◆ ABOUT THIS TASK: Please return all lines from the records below that include the string "sample".

◆ GIVEN RECORDS:
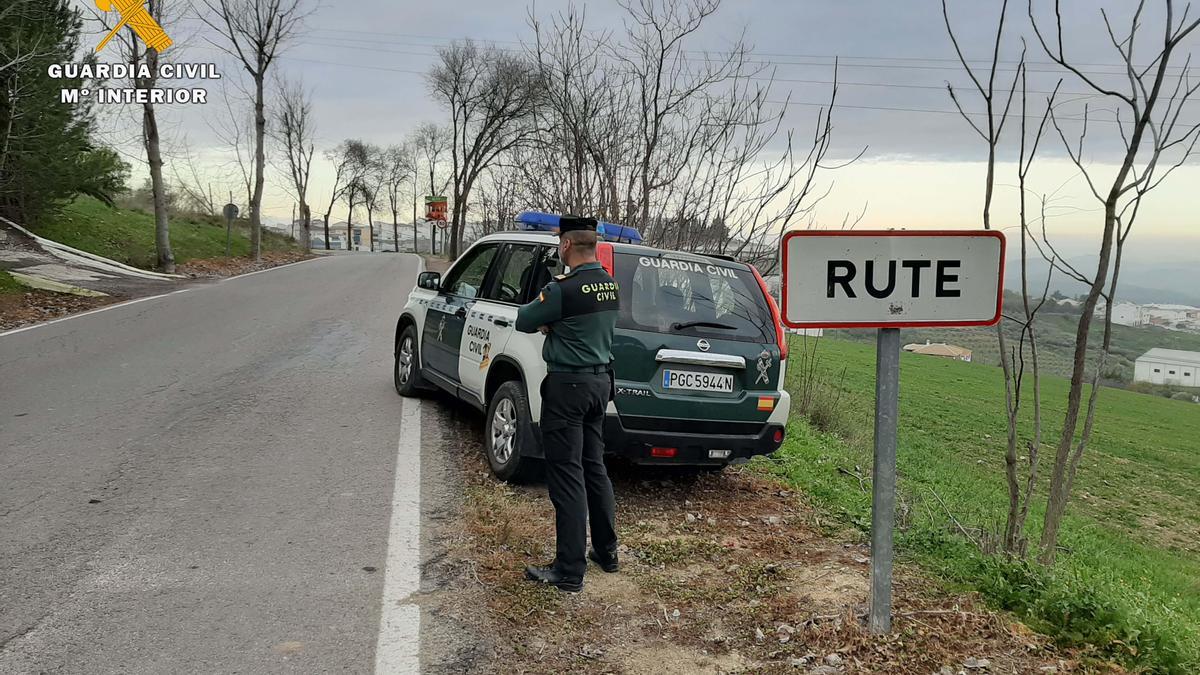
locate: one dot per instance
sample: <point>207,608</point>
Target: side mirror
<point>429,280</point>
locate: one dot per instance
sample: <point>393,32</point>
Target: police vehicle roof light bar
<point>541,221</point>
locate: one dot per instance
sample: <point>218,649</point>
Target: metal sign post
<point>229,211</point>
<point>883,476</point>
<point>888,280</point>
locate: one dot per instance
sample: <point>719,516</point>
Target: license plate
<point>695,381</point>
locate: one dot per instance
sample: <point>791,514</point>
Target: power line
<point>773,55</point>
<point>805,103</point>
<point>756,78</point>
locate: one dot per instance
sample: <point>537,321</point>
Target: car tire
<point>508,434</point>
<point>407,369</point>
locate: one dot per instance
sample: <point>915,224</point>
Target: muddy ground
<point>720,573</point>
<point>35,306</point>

◆ RESULT FOR THIS EXERCISE:
sample: <point>207,608</point>
sample: <point>393,32</point>
sample: <point>218,649</point>
sample: <point>719,516</point>
sample: <point>791,514</point>
sample: <point>537,321</point>
sample: <point>915,224</point>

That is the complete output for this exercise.